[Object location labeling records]

= = =

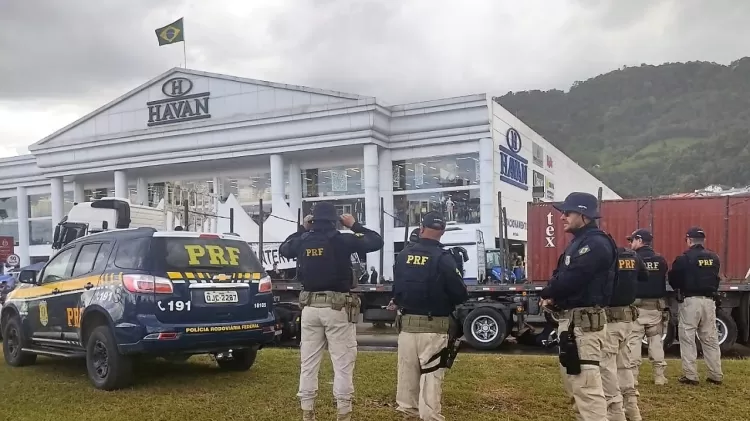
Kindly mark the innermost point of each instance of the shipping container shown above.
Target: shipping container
(726, 221)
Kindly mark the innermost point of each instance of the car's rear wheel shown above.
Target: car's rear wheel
(240, 359)
(107, 368)
(13, 343)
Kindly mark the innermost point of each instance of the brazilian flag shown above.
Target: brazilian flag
(172, 33)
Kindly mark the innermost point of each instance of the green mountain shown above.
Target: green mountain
(676, 127)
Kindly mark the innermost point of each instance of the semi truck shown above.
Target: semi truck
(725, 219)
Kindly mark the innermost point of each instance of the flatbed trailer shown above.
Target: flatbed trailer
(493, 312)
(725, 219)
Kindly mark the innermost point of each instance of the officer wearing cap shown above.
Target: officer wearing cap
(427, 287)
(329, 311)
(653, 314)
(695, 273)
(580, 288)
(617, 375)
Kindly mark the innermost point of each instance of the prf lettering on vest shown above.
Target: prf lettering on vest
(416, 260)
(627, 264)
(216, 255)
(74, 316)
(316, 252)
(652, 265)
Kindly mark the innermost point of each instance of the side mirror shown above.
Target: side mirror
(27, 277)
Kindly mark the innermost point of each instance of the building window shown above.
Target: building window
(337, 181)
(436, 172)
(8, 208)
(461, 206)
(353, 206)
(40, 231)
(9, 229)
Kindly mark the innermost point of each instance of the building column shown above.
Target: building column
(487, 191)
(386, 192)
(372, 198)
(121, 185)
(79, 195)
(22, 199)
(278, 201)
(57, 196)
(295, 188)
(142, 191)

= = =

What you will do
Rewrite everything from the line containing "column shown above." down to the end of the records, putting "stone pillar" in place of "building column" and keeping all else the same.

Complete answer
Kindly mark the innermost point of each instance of the stone pillar shown above.
Target: stone pillar
(487, 191)
(386, 192)
(372, 198)
(121, 185)
(79, 195)
(22, 199)
(278, 201)
(57, 196)
(295, 188)
(142, 191)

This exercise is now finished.